__PROBLEM DETAILS__: Please copy word for word the stretch of items from the line containing "If you could" through the line containing "M30 85L108 95L176", including both of those lines.

__EXTRACTED RECORDS__:
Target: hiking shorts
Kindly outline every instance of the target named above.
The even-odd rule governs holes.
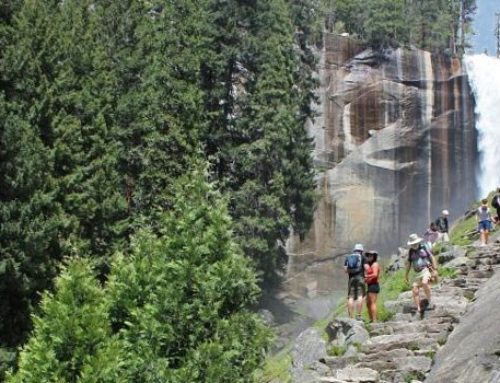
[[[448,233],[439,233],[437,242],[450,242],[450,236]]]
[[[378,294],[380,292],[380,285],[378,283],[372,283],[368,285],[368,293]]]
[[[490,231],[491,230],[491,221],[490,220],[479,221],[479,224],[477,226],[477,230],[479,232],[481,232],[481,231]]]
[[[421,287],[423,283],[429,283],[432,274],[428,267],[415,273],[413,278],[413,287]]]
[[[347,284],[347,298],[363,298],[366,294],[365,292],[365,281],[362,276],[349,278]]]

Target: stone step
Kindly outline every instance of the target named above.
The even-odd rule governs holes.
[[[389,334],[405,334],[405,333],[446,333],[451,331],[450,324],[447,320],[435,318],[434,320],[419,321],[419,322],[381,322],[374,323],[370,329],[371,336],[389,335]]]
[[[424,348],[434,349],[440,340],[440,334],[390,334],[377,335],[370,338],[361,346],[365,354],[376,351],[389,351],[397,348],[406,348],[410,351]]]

==

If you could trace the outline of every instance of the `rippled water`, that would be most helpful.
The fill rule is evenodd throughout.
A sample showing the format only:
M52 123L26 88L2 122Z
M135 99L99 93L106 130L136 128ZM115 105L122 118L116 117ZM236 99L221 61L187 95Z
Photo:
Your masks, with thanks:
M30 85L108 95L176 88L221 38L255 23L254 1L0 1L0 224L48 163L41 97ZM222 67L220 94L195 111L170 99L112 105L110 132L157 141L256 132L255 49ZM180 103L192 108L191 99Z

__RESULT OF THE TASK__:
If you could trace the outline of every instance of the `rippled water`, that would be most helpful.
The fill rule is evenodd throughout.
A sample showing the format only:
M52 123L26 88L2 122Z
M135 99L99 93L106 130L136 128ZM115 105L122 118L116 117ZM236 99L221 61L187 95Z
Photo:
Your masks, with thanks:
M30 85L108 95L176 88L221 38L255 23L254 1L0 1L0 224L48 163L41 97ZM222 67L220 94L195 111L170 99L112 105L110 132L157 141L256 132L255 49ZM180 103L192 108L191 99Z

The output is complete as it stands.